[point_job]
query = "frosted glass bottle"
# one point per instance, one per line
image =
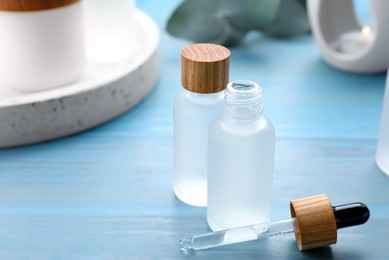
(205, 69)
(240, 160)
(382, 154)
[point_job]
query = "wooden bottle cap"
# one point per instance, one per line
(205, 68)
(316, 221)
(32, 5)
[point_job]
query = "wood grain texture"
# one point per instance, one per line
(205, 68)
(33, 5)
(107, 193)
(316, 221)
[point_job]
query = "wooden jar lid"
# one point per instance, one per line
(32, 5)
(316, 221)
(205, 68)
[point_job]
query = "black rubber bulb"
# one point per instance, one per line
(351, 214)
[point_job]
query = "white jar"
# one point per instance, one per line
(42, 44)
(205, 70)
(240, 160)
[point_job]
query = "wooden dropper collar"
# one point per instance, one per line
(316, 222)
(205, 68)
(33, 5)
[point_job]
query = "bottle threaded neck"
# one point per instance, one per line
(243, 100)
(243, 92)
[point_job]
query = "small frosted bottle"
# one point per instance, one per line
(240, 160)
(204, 76)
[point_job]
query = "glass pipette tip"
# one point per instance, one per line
(239, 234)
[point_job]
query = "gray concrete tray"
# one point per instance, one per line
(106, 91)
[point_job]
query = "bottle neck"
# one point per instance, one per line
(204, 99)
(243, 100)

→ What you should do: Repeat the records above exactly, omitting every picture.

→ Reply to the exercise:
[point_job]
query = "frosted glass bottle"
# one point per instance, one per line
image =
(205, 69)
(240, 160)
(382, 154)
[point_job]
query = "wooden bottle cap"
# one point per instance, one per line
(205, 68)
(316, 221)
(32, 5)
[point_job]
query = "wood grain texture"
# one point per instance, one per line
(205, 68)
(33, 5)
(107, 193)
(316, 221)
[point_job]
query = "wooden jar lid"
# one point per instance, one per line
(32, 5)
(316, 221)
(205, 68)
[point_job]
query = "black rubber bulb"
# one point per instance, one per line
(351, 214)
[point_job]
query = "white jar"
# one point per instance, one per line
(42, 44)
(205, 70)
(240, 160)
[point_job]
query = "wooden dropper collar"
# one point per instance, one per line
(316, 222)
(205, 68)
(33, 5)
[point_job]
query = "bottle threaded neck"
# one point per instance, one per line
(243, 100)
(243, 92)
[point_job]
query = "small frosted bottle"
# one point per instance, one per line
(240, 160)
(204, 76)
[point_job]
query = "glass pipette tip"
# one point per instance, one per line
(239, 234)
[point_job]
query = "gray concrete tray"
# one point per instance, one per line
(106, 91)
[point_job]
query = "bottle neck"
# one point per instance, one per line
(204, 99)
(243, 100)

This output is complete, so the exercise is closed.